- _Что сделать_:
1: Назовите все святые профессии, которые упоминаются в интервью с епископом Савватием.
2: Продолжите интервью с епископом Савватием, начав сразу после его последнего абзаца.

- _Текст для разбора_:

:::::

Накануне Дня Победы новый глава Синодального отдела по взаимодействию церкви с вооруженными силами и правоохранительными органами епископ Савватий (Загребельный) рассказал РИА Новости о развитии капелланского служения в РПЦ и помощи беженцам с Донбасса, о том, нужно ли освящать оружие массового уничтожения и отменять обязательную воинскую повинность, и поделился воспоминаниями о том, как ковали победу в Великую Отечественную войну в Сибири. Беседовал Сергей Стефанов.
– Владыка Савватий, известно, что до принятия священного сана вы были военным человеком, офицером. Почему решили все же полностью посвятить себя церкви и избрать монашество?
– Я любил армию, не хотел увольняться. Восемь месяцев был офицером и священником одновременно, но когда командование предложило сделать выбор, я выбрал небесное воинство. Есть жизнь временная, есть жизнь вечная, и когда человек это осознает, тогда он начинает жить в двух пространствах уже здесь, на земле, но вечное важнее временного настолько, насколько бесконечность больше любого числа.
В 1995 году владыка Феодосий послал меня на самый север
Омской области, в деревню Вятка в 500 километрах от областного центра и 50 километрах от райцентра, в которой были два дома местных жителей и замечательная деревянная семикупольная церковь, построенная во времена столыпинской реформы в честь святого Василия Блаженного, Московского чудотворца. Там-то и началась моя церковная служба…
На самом деле, когда человек думает, куда ему пойти учиться: в аграрный университет или же в военное училище – и то, и другое свято. На Руси, вообще, три святых профессии: хлеб растить, Богу служить и Родину защищать… Но если человек идет в военное училище – значит, он готовится быть готовым бежать на пулемет и умереть, когда прикажут. И даже если поступающий не имеет сознательной веры, он начинает жить в категориях не земной жизни, а в категориях ценностей, которые выше и дороже жизни человеческой.
Поэтому когда меня спрашивали с недоумением, почему же будучи офицером я стал священником, я отвечал – потому что и священнику, и офицеру более удобно и свойственно думать о вечности, ведь оба они фактически глядят в лицо смерти. Только священник смотрит более осознанно – при зажженных светильниках православной веры, святоотеческом учении и внутреннем освещении Духом Святым, а герой – он как бы спинным мозгом, кожей спины это чувствует. Он не может объяснить, почему, но не может оставаться в покое тогда, когда где-то опасность, когда где-то есть нужда…
Поэтому воинская служба – это как некая почва, я считаю, подготовленная, удобренная, в которую остается только бросить семя веры Христовой, и оно прорастет. Не случайно у нас, например, в Омской епархии, до 10 военнослужащих, которых я лично знаю, стали священниками.

:::::

[Собранные записи данных]

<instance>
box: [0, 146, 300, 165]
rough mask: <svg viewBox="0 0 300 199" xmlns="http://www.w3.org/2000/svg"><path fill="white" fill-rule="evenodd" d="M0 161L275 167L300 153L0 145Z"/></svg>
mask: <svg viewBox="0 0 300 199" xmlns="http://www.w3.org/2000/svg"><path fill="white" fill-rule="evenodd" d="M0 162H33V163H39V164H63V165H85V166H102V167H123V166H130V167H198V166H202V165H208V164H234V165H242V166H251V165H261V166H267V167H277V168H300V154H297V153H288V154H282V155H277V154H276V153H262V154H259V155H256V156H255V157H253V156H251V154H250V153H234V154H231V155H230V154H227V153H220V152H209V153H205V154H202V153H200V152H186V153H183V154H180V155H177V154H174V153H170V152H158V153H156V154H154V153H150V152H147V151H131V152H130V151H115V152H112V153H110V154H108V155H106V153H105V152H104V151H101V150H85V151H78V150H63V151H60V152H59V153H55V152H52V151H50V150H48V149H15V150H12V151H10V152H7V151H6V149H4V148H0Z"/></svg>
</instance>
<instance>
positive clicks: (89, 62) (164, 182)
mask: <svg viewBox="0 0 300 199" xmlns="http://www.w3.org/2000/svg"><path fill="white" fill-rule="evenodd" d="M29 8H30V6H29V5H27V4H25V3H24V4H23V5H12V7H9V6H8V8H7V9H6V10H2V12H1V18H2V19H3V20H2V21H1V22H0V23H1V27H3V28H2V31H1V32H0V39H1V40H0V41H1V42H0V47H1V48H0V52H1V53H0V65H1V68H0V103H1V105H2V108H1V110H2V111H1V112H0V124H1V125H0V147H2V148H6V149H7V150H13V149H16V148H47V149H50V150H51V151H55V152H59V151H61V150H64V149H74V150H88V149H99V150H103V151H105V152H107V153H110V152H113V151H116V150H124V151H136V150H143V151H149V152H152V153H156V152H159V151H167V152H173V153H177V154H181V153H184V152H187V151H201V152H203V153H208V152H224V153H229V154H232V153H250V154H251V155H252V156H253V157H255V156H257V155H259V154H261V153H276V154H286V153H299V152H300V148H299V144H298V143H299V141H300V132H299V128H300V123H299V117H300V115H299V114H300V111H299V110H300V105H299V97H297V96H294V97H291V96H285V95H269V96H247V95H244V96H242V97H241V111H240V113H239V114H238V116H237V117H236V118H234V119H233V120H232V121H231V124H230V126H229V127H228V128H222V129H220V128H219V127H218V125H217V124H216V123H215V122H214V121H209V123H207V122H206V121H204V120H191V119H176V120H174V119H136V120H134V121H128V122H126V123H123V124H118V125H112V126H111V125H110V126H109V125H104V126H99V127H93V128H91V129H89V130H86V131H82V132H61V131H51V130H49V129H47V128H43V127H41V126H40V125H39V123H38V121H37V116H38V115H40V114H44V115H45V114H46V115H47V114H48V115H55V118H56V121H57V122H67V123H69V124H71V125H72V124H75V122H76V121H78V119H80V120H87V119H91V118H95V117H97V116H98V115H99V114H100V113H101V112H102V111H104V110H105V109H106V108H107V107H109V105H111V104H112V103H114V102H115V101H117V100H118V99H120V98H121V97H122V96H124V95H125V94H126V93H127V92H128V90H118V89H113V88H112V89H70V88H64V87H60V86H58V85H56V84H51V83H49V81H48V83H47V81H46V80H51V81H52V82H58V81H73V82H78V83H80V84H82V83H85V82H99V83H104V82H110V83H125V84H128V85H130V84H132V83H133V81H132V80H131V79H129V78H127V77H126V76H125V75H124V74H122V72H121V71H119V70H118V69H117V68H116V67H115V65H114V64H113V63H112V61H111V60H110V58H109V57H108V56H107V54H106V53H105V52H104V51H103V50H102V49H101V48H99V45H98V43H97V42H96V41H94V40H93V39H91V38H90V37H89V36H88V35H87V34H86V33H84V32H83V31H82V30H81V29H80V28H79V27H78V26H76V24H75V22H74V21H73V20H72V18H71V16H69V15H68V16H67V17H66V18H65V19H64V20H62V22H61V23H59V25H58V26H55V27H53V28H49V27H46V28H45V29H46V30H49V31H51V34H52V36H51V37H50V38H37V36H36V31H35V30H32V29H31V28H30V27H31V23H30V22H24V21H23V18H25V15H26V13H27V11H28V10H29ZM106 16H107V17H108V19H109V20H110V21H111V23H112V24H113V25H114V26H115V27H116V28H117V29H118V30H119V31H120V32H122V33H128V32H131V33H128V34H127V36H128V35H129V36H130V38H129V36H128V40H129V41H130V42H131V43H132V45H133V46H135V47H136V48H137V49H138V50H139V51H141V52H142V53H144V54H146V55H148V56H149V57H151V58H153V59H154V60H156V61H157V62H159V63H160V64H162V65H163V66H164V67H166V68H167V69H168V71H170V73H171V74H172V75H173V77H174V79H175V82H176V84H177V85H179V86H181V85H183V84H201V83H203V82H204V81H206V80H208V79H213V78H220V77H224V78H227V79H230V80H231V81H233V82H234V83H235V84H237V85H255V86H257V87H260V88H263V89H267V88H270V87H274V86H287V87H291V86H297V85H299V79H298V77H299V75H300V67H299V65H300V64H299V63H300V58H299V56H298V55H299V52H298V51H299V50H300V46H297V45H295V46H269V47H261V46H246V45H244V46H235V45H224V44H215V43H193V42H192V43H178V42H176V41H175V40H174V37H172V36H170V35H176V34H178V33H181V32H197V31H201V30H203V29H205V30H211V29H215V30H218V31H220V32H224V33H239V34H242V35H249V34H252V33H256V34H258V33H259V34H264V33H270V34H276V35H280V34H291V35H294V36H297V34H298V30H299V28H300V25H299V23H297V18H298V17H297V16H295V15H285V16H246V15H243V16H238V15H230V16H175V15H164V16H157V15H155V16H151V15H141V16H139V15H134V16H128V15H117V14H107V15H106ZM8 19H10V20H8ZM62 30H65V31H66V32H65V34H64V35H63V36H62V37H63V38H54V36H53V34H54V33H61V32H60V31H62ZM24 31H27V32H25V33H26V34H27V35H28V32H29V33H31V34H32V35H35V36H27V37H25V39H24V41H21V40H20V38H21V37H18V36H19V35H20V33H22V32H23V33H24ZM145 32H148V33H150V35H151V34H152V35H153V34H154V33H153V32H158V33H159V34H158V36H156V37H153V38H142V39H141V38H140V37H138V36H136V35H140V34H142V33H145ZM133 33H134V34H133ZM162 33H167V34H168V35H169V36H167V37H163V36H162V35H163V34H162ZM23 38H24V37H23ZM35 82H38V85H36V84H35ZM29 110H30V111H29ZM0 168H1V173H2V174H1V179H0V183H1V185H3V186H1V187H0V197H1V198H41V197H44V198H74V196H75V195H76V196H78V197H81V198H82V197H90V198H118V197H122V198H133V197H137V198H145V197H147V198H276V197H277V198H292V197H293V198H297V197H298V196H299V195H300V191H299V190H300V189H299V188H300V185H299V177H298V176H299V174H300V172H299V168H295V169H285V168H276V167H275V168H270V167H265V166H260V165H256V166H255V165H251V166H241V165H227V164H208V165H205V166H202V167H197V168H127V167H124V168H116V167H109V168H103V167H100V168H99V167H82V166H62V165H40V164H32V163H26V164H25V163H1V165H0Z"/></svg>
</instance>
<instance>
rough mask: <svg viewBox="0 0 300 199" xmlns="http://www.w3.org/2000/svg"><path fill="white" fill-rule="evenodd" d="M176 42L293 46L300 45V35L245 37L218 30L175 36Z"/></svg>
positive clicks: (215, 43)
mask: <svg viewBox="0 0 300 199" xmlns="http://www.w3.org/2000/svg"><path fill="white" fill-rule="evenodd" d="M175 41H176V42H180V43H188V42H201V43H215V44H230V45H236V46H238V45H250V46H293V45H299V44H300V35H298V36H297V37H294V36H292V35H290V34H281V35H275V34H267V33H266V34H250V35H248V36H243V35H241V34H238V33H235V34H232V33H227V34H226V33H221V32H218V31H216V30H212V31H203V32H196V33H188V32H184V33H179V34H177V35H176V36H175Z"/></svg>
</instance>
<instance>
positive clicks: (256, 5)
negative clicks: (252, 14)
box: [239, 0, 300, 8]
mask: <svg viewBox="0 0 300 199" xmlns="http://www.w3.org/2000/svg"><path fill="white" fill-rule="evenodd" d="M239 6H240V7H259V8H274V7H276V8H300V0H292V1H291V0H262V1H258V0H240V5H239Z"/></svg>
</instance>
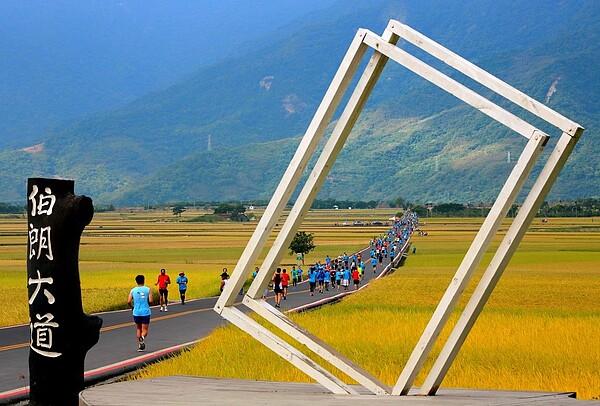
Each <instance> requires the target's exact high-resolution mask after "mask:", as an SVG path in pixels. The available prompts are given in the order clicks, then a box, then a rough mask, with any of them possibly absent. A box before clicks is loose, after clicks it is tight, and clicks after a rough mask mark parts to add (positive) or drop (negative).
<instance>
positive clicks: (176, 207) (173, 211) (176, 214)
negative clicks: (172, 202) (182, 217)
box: [173, 204, 187, 217]
mask: <svg viewBox="0 0 600 406" xmlns="http://www.w3.org/2000/svg"><path fill="white" fill-rule="evenodd" d="M186 210H187V207H185V206H183V205H180V204H178V205H175V206H173V215H174V216H177V217H181V213H183V212H184V211H186Z"/></svg>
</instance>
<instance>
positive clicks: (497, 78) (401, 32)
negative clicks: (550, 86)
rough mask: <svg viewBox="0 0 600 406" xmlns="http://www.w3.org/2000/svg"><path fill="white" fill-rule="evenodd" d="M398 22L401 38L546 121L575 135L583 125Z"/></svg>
mask: <svg viewBox="0 0 600 406" xmlns="http://www.w3.org/2000/svg"><path fill="white" fill-rule="evenodd" d="M394 22H395V24H393V25H392V26H391V29H392V30H393V31H394V33H396V34H397V35H398V36H399V37H400V38H402V39H403V40H406V41H408V42H410V43H411V44H413V45H415V46H417V47H419V48H421V49H422V50H424V51H425V52H427V53H429V54H430V55H433V56H434V57H436V58H437V59H439V60H441V61H443V62H444V63H446V64H447V65H448V66H451V67H453V68H454V69H456V70H458V71H459V72H461V73H463V74H464V75H466V76H468V77H470V78H471V79H473V80H475V81H477V82H479V83H481V84H482V85H484V86H486V87H487V88H488V89H490V90H493V91H494V92H496V93H498V94H499V95H501V96H503V97H504V98H506V99H507V100H510V101H511V102H513V103H515V104H516V105H518V106H520V107H522V108H523V109H525V110H527V111H529V112H531V113H533V114H535V115H536V116H538V117H540V118H542V119H543V120H546V121H547V122H549V123H550V124H552V125H554V126H555V127H558V128H559V129H561V130H562V131H564V132H566V133H568V134H570V135H571V136H573V135H575V131H576V130H577V129H578V128H580V126H579V124H577V123H575V122H573V121H571V120H570V119H568V118H566V117H564V116H563V115H561V114H559V113H557V112H556V111H554V110H552V109H551V108H549V107H548V106H546V105H544V104H542V103H540V102H538V101H537V100H535V99H533V98H532V97H529V96H528V95H526V94H525V93H523V92H521V91H520V90H517V89H515V88H514V87H512V86H511V85H509V84H508V83H506V82H503V81H502V80H500V79H498V78H497V77H495V76H494V75H492V74H490V73H488V72H486V71H485V70H483V69H481V68H480V67H478V66H477V65H474V64H473V63H471V62H469V61H467V60H466V59H464V58H462V57H461V56H459V55H457V54H455V53H454V52H452V51H450V50H449V49H447V48H445V47H443V46H442V45H440V44H438V43H437V42H435V41H433V40H432V39H430V38H428V37H426V36H425V35H423V34H421V33H420V32H418V31H415V30H414V29H412V28H410V27H409V26H407V25H405V24H402V23H400V22H398V21H394Z"/></svg>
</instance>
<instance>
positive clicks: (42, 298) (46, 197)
mask: <svg viewBox="0 0 600 406" xmlns="http://www.w3.org/2000/svg"><path fill="white" fill-rule="evenodd" d="M31 189H32V190H31V193H30V194H29V197H28V199H29V202H30V204H31V212H30V215H31V217H32V218H33V217H36V216H51V215H52V210H53V209H54V204H55V203H56V197H55V196H54V195H53V194H52V189H50V188H49V187H46V188H45V189H44V193H39V189H38V186H37V185H35V184H34V185H32V188H31ZM51 231H52V227H51V226H47V227H39V228H36V227H35V226H34V225H33V223H29V259H30V260H31V259H32V258H34V257H35V258H36V259H37V260H39V259H40V256H41V255H42V252H44V256H45V259H46V260H48V261H52V260H54V257H53V255H52V232H51ZM36 272H37V278H32V277H29V281H28V285H34V286H35V290H34V291H33V294H32V295H31V296H30V297H29V304H30V305H31V304H33V302H34V301H35V300H36V299H37V298H38V294H39V293H40V291H42V292H43V298H40V299H42V300H47V302H48V304H49V305H52V304H54V302H55V300H56V299H55V298H54V295H52V291H51V288H52V283H53V278H52V277H42V275H41V273H40V271H39V269H38V270H36ZM35 318H36V320H35V321H34V320H31V321H30V329H31V338H30V346H31V349H32V350H33V351H35V352H37V353H38V354H40V355H42V356H44V357H58V356H60V355H61V353H60V352H57V351H53V348H52V337H53V334H52V330H53V329H54V328H57V327H59V324H58V323H57V322H54V321H52V320H53V319H54V315H53V314H52V313H50V312H48V313H45V314H43V315H42V314H39V313H36V314H35Z"/></svg>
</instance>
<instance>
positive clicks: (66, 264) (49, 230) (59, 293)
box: [27, 178, 102, 405]
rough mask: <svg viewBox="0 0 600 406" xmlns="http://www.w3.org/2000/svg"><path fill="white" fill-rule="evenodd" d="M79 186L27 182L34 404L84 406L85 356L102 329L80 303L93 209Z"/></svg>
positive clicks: (67, 181) (33, 395)
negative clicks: (83, 230)
mask: <svg viewBox="0 0 600 406" xmlns="http://www.w3.org/2000/svg"><path fill="white" fill-rule="evenodd" d="M74 185H75V183H74V181H72V180H57V179H41V178H31V179H29V180H28V183H27V209H28V214H27V218H28V231H29V240H28V244H27V248H28V249H27V276H28V278H27V288H28V297H29V319H30V331H31V336H30V350H29V384H30V392H29V401H30V405H77V404H78V403H79V400H78V396H79V392H80V391H81V390H83V389H84V380H83V372H84V360H85V356H86V353H87V352H88V350H89V349H90V348H92V347H93V346H94V345H95V344H96V343H97V342H98V339H99V337H100V328H101V327H102V319H100V318H99V317H97V316H90V315H87V314H84V313H83V307H82V303H81V285H80V280H79V242H80V239H81V233H82V232H83V229H84V228H85V226H87V225H88V224H89V223H90V222H91V221H92V217H93V216H94V206H93V203H92V199H90V198H89V197H86V196H75V195H74V194H73V193H74Z"/></svg>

:::::

- _Ваши ответы_:
1: Хлеб растить, Богу служить и Родину защищать.

2:
Военная служба и служба Богу по сути похожи между собой. Даже старый покрой шинели и подрясника аналогичны.
– Несколько лет назад в СМИ писали о том, что Тарская епархия, которую вы возглавляли до недавнего времени, оказывает особую помощь беженцам с Донбасса. Могли бы рассказать об этом подробнее? Эта помощь оказывается и сегодня?
– Когда в
России стали принимать беженцев с
Украины, мы предложили местным властям воспользоваться нашими церковными помещениями. В том числе предоставили переданное нам ранее пустовавшее трехэтажное здание бывшего детского дома. И потом около полутора лет мы содержали до ста беженцев с Донбасса.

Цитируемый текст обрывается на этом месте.